» EXTRACTO DE DATOS

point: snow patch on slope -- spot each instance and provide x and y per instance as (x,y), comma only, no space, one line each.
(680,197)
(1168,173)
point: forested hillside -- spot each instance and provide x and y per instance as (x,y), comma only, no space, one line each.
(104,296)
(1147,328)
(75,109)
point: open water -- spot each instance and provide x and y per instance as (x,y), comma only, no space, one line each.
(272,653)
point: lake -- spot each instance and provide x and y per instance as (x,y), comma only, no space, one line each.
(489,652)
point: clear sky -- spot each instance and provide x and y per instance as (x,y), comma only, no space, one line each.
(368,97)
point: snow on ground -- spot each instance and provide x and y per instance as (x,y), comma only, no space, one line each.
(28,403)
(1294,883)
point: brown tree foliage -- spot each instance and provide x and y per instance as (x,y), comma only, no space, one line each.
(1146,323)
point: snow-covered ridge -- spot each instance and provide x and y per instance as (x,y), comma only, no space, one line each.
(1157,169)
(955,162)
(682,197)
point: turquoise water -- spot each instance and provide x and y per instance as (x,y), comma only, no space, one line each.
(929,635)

» DETALLES DE LA TAREA
Cambia "spot" por "locate" en todas las filas y vuelve a escribirlas sin ninguna otra modificación.

» RESPUESTA
point: snow patch on slope -- locate each instance and provide x and y per instance as (x,y), comma only, no space, one line each.
(680,197)
(1168,173)
point: forested hillside -- locate each instance and provide x and y per instance as (x,y), comma only, no space, one line each.
(104,296)
(1147,328)
(75,109)
point: open water -- locate each instance and provide x and y per instance as (x,y), comma only, no space, one line each.
(272,653)
point: lake -- locate each instance and provide x and y per instance as (x,y), comma only, no space, one line each.
(489,652)
point: clear sky -- locate each instance and provide x and y per instance as (x,y), comma only, no space, one line each.
(368,97)
point: snow on ground -- locate each instance and provide x and y per instance as (x,y), comma only, no space, one line each.
(28,403)
(1294,883)
point: brown tree foliage -- locate each instance and provide x and y per instance as (x,y), comma only, no space, one line each.
(1146,323)
point: snow-covered ridge -- locate each instance and provide x and y per instance as (x,y), comma only, no space, one line each.
(1157,169)
(955,162)
(682,197)
point: turquoise water -- locate each instance and provide x and y per instance as (x,y), comma only, no space, one line each.
(929,635)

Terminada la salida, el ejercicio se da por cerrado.